> **Yapılacaklar**
**1.** Kılıç Kalkan Oyunu'nu anlatan metne göre aşağıdaki soruları yanıtlayınız.
(a) Kılıç Kalkan Oyunu yaklaşık kaç yılda barışın simgesi olmuştur?
(b) Metin Dikener'e göre bu oyunun teması nedir?
(c) Dikener, oyunu kaç kıtada oynadıklarını söylemektedir?
**2.** Kılıç Kalkan Oyunu'nu anlatan metni kaldığı yerden sürdürünüz.

> **Verilen Metin**
::::::::

Olay Gazetesi Bursa

Kılıç Kalkan, barışın oyunudur

Bursa’nın fethiyle birlikte temelleri atılan Kılıç Kalkan Oyunu aradan geçen yaklaşık 700 yılda savaşın değil barışın simgesi oldu. Kılıç Kalkan Halk Oyunları Derneği Başkanı Metin Dikener, “Kılıç Kalkan’ı haşin göstermek, Bursa’ya büyük kötülülüktür. Bu oyunun teması Yurtta Sulh Cihanda Sulh’tur” dedi.   Bursa‘nın sembollerinden biri olan Kılıç Kalkan Oyunu’nu 5 kıtada oynadıklarını hatırlatan Dikener, “Kaddafi’den […]

Bursa’nın fethiyle birlikte temelleri atılan Kılıç Kalkan Oyunu aradan geçen yaklaşık 700 yılda savaşın değil barışın simgesi oldu. Kılıç Kalkan Halk Oyunları Derneği Başkanı Metin Dikener, Kılıç Kalkan’ı haşin göstermek, Bursa’ya büyük kötülülüktür. Bu oyunun teması Yurtta Sulh Cihanda Sulh’tur” dedi.

 

Bursa‘nın sembollerinden biri olan Kılıç Kalkan Oyunu’nu 5 kıtada oynadıklarını hatırlatan Dikener, Kaddafi’den Çavuşesku’ya varıncaya kadar dünya liderlerinin karşısında oynadık. Dünyada müziksiz oynanan ender oyunlardan biridir Kılıç Kalkan. Dünyanın her ülkesinden davet alıyoruz” diye konuştu.

::::::::

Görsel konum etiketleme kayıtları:
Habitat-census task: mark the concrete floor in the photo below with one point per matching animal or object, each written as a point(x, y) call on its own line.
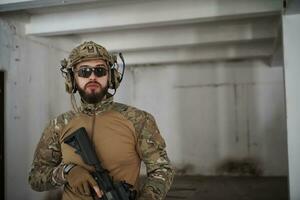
point(228, 188)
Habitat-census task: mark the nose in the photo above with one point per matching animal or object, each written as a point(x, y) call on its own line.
point(92, 76)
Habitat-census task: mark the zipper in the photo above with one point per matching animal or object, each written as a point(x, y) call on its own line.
point(93, 130)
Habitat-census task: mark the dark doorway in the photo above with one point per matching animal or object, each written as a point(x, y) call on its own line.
point(2, 135)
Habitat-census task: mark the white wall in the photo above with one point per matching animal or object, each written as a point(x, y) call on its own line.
point(210, 112)
point(207, 112)
point(32, 88)
point(291, 30)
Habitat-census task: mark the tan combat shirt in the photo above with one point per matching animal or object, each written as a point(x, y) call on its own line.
point(123, 136)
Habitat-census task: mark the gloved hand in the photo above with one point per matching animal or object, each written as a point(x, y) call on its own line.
point(81, 180)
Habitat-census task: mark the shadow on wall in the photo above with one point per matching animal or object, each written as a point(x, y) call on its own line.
point(227, 124)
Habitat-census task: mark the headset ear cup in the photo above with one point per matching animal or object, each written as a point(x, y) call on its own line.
point(115, 79)
point(70, 83)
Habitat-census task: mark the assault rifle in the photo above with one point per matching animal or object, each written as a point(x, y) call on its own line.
point(112, 190)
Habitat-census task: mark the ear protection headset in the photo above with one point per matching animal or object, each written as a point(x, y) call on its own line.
point(88, 48)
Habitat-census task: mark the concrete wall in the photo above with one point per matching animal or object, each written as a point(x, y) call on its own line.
point(212, 112)
point(207, 112)
point(31, 78)
point(291, 29)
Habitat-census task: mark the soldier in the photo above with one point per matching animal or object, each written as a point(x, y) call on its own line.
point(122, 135)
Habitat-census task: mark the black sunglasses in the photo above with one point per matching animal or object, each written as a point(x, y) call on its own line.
point(86, 71)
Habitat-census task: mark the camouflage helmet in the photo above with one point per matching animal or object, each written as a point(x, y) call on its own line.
point(89, 51)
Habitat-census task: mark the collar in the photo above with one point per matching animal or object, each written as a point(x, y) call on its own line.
point(95, 109)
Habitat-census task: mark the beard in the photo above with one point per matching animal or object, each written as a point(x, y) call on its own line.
point(93, 97)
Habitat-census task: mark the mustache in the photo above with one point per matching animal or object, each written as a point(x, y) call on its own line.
point(92, 82)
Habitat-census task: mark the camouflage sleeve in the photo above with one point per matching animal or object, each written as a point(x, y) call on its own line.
point(152, 149)
point(46, 172)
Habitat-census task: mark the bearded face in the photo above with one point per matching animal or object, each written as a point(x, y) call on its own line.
point(91, 80)
point(92, 96)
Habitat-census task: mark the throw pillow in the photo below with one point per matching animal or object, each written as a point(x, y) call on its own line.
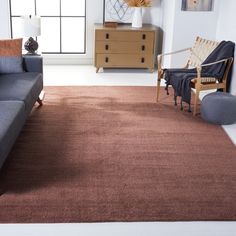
point(11, 56)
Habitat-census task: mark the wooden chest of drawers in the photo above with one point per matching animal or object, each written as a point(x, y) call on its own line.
point(125, 47)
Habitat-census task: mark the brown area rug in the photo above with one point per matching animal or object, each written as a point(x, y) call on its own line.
point(95, 154)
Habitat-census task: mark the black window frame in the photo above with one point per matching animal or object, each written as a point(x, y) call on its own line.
point(60, 17)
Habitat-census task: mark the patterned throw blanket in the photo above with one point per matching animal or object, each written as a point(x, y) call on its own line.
point(180, 79)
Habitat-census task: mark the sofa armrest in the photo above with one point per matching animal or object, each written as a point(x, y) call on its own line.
point(33, 63)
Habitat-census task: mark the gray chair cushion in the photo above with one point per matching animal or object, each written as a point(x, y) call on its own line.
point(219, 108)
point(24, 87)
point(12, 118)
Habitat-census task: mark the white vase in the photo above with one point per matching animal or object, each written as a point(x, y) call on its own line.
point(137, 21)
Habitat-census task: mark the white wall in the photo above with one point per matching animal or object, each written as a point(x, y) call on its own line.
point(187, 26)
point(4, 22)
point(226, 29)
point(94, 15)
point(168, 8)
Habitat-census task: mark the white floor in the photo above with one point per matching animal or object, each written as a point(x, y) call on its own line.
point(85, 75)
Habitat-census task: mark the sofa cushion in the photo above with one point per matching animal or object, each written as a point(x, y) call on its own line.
point(11, 56)
point(12, 118)
point(24, 87)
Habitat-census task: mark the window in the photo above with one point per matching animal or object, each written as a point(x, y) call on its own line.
point(63, 24)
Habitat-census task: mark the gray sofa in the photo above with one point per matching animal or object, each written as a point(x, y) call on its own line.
point(18, 94)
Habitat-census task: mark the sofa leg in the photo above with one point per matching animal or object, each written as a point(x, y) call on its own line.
point(39, 101)
point(40, 98)
point(2, 191)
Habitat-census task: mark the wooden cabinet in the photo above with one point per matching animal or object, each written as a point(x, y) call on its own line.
point(125, 47)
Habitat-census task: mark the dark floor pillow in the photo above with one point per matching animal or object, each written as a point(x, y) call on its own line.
point(11, 56)
point(219, 108)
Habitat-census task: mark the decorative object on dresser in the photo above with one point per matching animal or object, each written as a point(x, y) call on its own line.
point(125, 47)
point(31, 27)
point(117, 11)
point(137, 15)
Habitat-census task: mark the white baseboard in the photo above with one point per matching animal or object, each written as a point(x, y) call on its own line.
point(66, 60)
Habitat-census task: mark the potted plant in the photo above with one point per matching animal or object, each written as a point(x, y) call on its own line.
point(137, 15)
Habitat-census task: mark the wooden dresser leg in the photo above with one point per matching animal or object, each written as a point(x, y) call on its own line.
point(151, 70)
point(158, 88)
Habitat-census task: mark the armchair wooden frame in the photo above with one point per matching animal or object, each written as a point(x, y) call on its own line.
point(198, 53)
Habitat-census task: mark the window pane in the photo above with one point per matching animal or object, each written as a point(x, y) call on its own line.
point(49, 41)
point(48, 7)
point(73, 7)
point(73, 34)
point(22, 7)
point(16, 27)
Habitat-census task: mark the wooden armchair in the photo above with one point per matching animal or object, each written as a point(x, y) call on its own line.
point(198, 53)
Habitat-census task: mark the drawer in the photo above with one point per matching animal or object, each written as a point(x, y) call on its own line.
point(123, 47)
point(126, 36)
point(124, 60)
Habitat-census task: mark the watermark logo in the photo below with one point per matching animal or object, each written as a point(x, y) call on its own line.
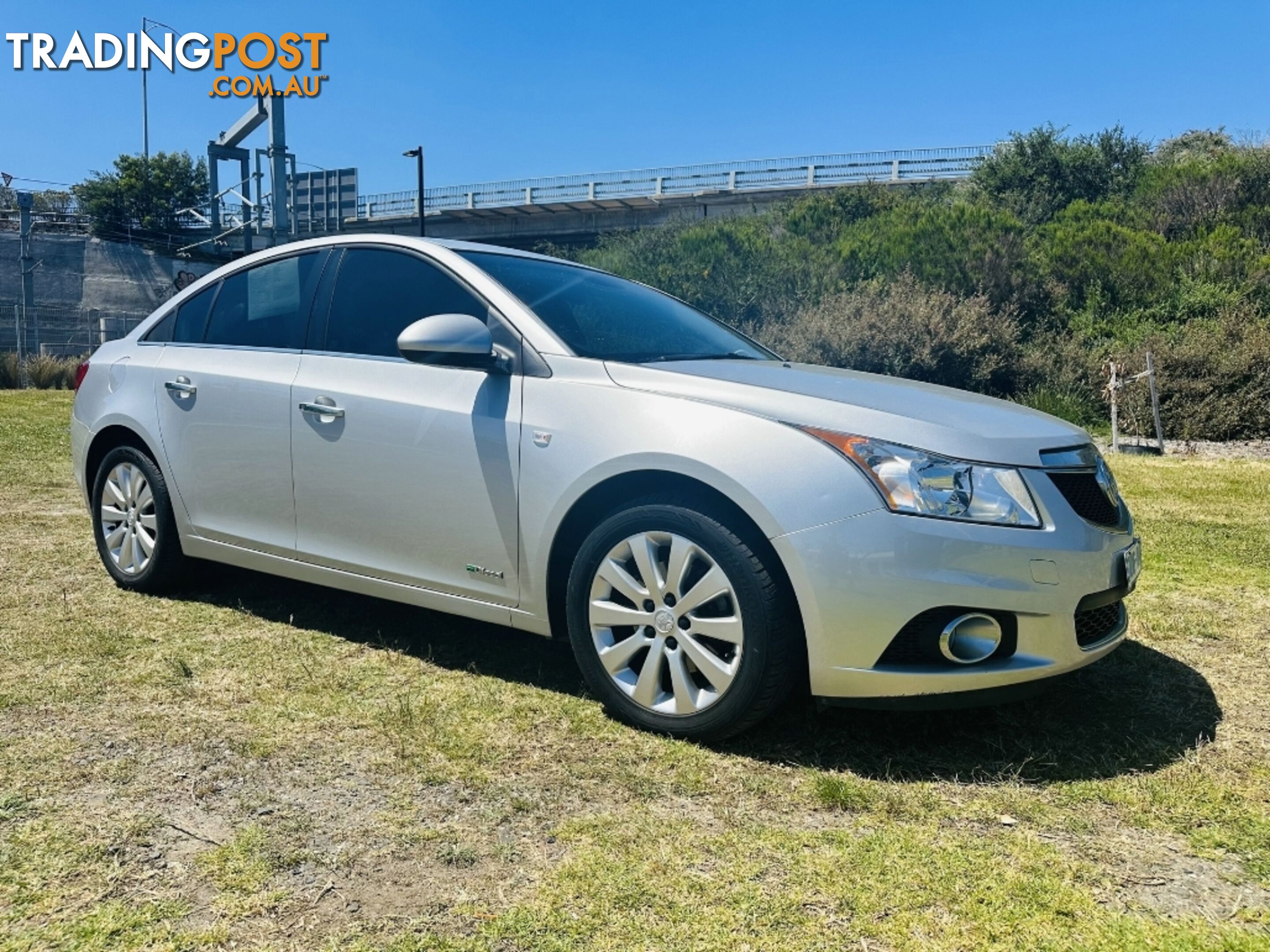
point(256, 52)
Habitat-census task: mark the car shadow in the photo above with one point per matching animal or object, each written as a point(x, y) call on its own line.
point(1137, 710)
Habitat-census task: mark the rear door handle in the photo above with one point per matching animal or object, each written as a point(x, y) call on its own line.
point(323, 409)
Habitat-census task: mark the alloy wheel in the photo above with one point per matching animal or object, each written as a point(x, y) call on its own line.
point(130, 524)
point(666, 622)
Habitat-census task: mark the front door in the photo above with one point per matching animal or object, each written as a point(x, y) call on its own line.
point(413, 475)
point(224, 398)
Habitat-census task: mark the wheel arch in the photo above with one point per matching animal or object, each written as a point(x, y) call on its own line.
point(616, 493)
point(111, 439)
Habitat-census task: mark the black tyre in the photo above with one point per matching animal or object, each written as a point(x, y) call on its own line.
point(677, 624)
point(132, 522)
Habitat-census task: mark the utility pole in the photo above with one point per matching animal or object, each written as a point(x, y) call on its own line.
point(27, 266)
point(418, 154)
point(145, 106)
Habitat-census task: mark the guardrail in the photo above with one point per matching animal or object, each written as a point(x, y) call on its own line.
point(751, 175)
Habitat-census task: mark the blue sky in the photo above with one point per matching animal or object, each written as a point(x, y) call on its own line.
point(516, 89)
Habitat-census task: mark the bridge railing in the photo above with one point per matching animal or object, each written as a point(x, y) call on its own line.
point(751, 175)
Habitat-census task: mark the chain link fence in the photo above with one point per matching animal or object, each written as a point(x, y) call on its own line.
point(48, 331)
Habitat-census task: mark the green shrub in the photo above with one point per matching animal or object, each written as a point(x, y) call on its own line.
point(1070, 404)
point(906, 329)
point(1214, 379)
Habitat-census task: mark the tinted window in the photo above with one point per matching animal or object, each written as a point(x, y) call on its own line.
point(265, 306)
point(601, 315)
point(162, 332)
point(380, 294)
point(192, 318)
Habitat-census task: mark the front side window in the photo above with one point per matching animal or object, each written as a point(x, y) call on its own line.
point(379, 294)
point(265, 306)
point(605, 316)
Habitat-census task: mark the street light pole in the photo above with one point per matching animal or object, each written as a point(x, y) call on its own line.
point(418, 154)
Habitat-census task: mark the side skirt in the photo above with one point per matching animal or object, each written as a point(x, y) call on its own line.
point(197, 547)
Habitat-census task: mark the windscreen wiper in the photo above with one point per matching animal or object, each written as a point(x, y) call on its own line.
point(733, 356)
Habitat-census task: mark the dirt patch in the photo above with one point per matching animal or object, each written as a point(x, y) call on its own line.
point(1155, 871)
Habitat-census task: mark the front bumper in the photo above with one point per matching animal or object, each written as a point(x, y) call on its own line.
point(859, 580)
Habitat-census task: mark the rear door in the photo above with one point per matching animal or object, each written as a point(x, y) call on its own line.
point(224, 395)
point(416, 479)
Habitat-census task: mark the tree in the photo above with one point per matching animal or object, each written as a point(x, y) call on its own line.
point(143, 198)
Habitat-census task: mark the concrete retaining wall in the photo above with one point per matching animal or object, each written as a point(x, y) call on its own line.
point(90, 273)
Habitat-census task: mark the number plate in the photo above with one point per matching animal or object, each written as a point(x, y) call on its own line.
point(1132, 558)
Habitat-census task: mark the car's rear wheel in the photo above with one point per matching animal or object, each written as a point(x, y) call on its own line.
point(132, 521)
point(679, 625)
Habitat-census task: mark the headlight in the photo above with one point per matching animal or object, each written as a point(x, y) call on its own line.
point(926, 484)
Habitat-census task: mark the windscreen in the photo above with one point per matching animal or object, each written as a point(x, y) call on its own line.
point(609, 318)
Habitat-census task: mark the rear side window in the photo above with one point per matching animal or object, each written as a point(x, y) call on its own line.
point(265, 306)
point(186, 327)
point(379, 294)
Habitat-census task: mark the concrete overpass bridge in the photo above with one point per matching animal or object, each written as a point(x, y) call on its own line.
point(577, 208)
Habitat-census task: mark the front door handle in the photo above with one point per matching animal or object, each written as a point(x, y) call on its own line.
point(323, 409)
point(182, 387)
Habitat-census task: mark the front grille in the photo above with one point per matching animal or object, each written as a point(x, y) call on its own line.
point(1095, 624)
point(1086, 497)
point(919, 641)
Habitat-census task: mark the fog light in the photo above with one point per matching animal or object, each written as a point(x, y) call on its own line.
point(971, 638)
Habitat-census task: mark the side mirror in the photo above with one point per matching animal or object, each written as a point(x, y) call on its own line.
point(450, 339)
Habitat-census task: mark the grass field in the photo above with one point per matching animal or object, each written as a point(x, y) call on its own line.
point(259, 763)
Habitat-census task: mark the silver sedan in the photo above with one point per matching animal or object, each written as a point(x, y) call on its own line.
point(525, 441)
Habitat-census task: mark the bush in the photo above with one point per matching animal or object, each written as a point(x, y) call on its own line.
point(1071, 404)
point(958, 247)
point(907, 331)
point(1037, 175)
point(51, 372)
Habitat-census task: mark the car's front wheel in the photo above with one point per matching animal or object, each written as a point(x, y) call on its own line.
point(679, 625)
point(132, 521)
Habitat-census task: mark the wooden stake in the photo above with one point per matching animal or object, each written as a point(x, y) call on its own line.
point(1113, 389)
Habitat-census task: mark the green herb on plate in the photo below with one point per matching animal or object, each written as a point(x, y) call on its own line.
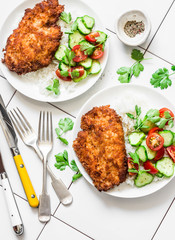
point(55, 87)
point(62, 162)
point(161, 78)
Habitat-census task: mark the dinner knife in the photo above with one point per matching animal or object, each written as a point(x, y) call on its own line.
point(10, 200)
point(12, 141)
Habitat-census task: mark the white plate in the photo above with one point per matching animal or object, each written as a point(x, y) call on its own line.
point(28, 87)
point(111, 96)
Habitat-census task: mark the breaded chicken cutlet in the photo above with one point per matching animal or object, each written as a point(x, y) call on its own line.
point(32, 45)
point(100, 147)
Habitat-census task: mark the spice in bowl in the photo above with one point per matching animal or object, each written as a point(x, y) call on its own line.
point(132, 28)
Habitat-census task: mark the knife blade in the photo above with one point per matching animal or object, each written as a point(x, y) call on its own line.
point(11, 202)
point(12, 141)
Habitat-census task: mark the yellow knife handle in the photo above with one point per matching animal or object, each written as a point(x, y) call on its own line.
point(27, 185)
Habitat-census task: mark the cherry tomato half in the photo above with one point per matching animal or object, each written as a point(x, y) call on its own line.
point(91, 37)
point(132, 165)
point(98, 52)
point(149, 166)
point(68, 78)
point(155, 129)
point(171, 152)
point(162, 110)
point(154, 141)
point(79, 55)
point(160, 154)
point(80, 70)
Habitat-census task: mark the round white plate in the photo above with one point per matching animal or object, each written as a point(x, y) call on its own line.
point(30, 88)
point(110, 96)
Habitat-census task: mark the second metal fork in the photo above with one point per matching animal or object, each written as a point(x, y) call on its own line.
point(29, 137)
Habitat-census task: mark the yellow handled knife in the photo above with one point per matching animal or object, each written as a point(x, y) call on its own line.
point(12, 142)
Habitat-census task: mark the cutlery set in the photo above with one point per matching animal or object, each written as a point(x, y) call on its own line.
point(42, 144)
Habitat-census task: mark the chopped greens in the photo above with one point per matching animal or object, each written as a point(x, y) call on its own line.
point(126, 73)
point(66, 17)
point(62, 162)
point(161, 78)
point(65, 125)
point(55, 87)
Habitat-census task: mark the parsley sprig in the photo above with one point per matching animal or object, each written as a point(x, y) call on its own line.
point(153, 115)
point(62, 162)
point(54, 87)
point(126, 73)
point(161, 78)
point(65, 125)
point(66, 17)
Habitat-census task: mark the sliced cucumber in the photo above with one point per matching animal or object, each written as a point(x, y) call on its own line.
point(143, 179)
point(136, 138)
point(142, 153)
point(63, 67)
point(151, 154)
point(75, 38)
point(87, 63)
point(88, 21)
point(96, 67)
point(165, 166)
point(81, 27)
point(80, 78)
point(60, 52)
point(168, 137)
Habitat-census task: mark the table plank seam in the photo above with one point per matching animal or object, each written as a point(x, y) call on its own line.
point(163, 219)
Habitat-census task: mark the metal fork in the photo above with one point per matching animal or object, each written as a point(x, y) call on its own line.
point(29, 137)
point(45, 144)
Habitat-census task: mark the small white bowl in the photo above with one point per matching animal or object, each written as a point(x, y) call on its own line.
point(133, 15)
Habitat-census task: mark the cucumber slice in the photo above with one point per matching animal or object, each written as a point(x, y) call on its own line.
point(63, 67)
point(88, 21)
point(75, 38)
point(80, 78)
point(142, 153)
point(60, 52)
point(87, 63)
point(151, 154)
point(136, 138)
point(96, 67)
point(165, 166)
point(81, 27)
point(168, 137)
point(143, 179)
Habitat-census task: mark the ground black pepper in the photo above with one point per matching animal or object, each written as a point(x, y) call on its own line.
point(132, 28)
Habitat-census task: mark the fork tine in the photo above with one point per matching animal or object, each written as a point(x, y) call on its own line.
point(25, 120)
point(17, 125)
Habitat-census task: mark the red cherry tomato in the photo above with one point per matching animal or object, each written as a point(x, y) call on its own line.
point(79, 55)
point(160, 154)
point(155, 129)
point(80, 69)
point(132, 165)
point(149, 166)
point(162, 110)
point(171, 152)
point(61, 77)
point(98, 52)
point(91, 37)
point(154, 141)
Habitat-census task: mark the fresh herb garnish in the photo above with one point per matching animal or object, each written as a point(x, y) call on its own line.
point(66, 17)
point(62, 162)
point(152, 115)
point(127, 72)
point(65, 125)
point(161, 78)
point(55, 87)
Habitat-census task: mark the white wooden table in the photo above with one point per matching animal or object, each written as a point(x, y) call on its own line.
point(94, 215)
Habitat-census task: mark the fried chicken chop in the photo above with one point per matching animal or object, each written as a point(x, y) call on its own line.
point(100, 147)
point(32, 45)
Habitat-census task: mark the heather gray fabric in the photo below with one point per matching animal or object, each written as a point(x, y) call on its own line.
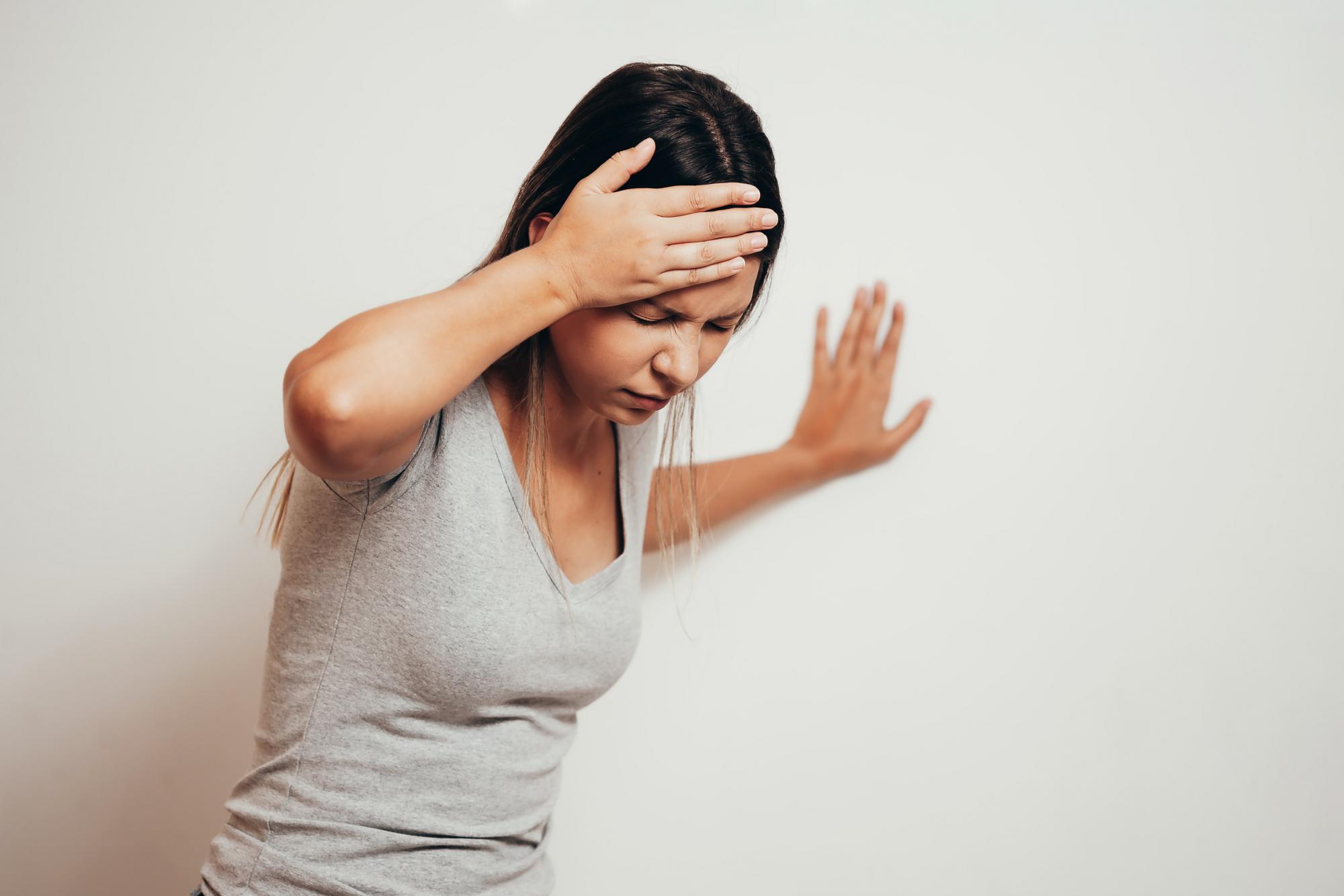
point(423, 676)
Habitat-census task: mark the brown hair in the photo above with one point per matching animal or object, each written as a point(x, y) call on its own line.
point(705, 134)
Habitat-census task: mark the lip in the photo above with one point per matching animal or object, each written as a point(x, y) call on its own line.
point(646, 402)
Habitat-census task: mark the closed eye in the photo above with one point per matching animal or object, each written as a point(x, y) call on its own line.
point(665, 320)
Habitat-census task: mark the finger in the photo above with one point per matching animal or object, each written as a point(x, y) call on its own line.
point(686, 199)
point(682, 279)
point(821, 357)
point(901, 433)
point(872, 320)
point(714, 225)
point(886, 365)
point(616, 171)
point(716, 251)
point(850, 337)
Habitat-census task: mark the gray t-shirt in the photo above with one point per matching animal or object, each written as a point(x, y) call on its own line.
point(424, 676)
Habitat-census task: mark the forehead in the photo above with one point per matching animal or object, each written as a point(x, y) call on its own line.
point(726, 298)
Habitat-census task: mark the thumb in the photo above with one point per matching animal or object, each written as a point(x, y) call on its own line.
point(618, 170)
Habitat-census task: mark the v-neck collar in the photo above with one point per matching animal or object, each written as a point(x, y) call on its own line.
point(599, 581)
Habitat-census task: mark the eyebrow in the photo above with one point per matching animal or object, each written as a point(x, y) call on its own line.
point(674, 314)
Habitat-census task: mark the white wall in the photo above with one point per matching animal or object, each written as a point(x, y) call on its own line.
point(1079, 637)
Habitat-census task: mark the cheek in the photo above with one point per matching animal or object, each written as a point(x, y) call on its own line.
point(600, 345)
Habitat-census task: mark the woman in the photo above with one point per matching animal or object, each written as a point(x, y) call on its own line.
point(440, 620)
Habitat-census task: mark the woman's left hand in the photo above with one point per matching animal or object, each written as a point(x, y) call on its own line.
point(841, 425)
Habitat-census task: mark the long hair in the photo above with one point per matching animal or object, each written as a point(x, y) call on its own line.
point(705, 134)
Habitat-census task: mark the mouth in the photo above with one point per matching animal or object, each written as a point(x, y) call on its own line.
point(648, 402)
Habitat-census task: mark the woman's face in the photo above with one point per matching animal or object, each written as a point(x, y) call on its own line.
point(658, 347)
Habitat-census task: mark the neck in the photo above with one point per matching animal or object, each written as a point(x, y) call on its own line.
point(575, 431)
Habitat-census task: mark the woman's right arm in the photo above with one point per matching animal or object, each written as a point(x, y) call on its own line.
point(357, 401)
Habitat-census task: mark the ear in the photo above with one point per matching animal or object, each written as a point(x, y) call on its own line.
point(537, 229)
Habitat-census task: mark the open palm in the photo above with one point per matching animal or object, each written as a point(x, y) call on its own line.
point(841, 424)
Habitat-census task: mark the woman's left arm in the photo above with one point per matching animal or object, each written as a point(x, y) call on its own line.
point(839, 429)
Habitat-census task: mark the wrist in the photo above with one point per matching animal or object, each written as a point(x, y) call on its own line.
point(808, 467)
point(556, 283)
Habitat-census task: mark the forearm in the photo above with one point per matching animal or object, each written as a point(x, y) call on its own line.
point(381, 374)
point(728, 488)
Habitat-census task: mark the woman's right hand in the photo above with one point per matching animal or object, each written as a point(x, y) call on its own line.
point(611, 247)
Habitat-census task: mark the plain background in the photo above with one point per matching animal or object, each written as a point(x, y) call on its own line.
point(1081, 636)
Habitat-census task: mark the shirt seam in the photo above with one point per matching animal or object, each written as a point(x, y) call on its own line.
point(312, 709)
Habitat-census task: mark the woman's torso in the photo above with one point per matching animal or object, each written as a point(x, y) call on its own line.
point(424, 675)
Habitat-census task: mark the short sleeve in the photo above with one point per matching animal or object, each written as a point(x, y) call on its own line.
point(373, 495)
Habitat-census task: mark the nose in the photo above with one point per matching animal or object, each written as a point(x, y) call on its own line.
point(679, 362)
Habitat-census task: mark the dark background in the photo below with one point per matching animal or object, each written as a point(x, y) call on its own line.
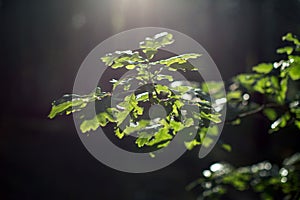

::::::::

> **Görevlere Göre Yanıtlar**
**1.**
(a) Yaklaşık 700 yılda.
(b) Yurtta Sulh Cihanda Sulh.
(c) 5 kıtada.

**2.**
Bu hafta Bursa’nın sembollerinden Kılıç Kalkan‘ı tanıtıyoruz. Konuğumuz Bursa Kılıç Kalkan Halk Oyunları Derneği Başkanı Metin Dikener. Setbaşı’ndaki Kılıç Kalkan Müzesi’nde gerçekleştirdiğimiz söyleşide, Kılıç Kalkan‘ın tarihçesi, Bursa‘yla olan mazisi, derneğin nasıl ayakta durduğu ve oyunun amacı gibi sorulara yanıt aradık.

 

Önce sizi tanıyalım, Metin Dikener kimdir?

 

1965 yılında Kılıç Kalkan Oyunu‘na hobi olarak girmiş ve yarım asırdır oyuncu, son 10 yıldır da dernek başkanı olarak görev yapan bir gönül eriyim.

 

 

Kılıç Kalkan Halk Oyunları Derneği’nden de söz eder misiniz?

 

Derneğin faaliyet yılı 1918. Kurucumuz merhum Mustafa Tahtakıran‘dır. 1956 yılında da dernek statüsü almışız. En eski derneklerden biriyiz.

 

700 YILLIK TARİH

 

Kılıç Kalkan Oyunu’nun tarihçesi nedir?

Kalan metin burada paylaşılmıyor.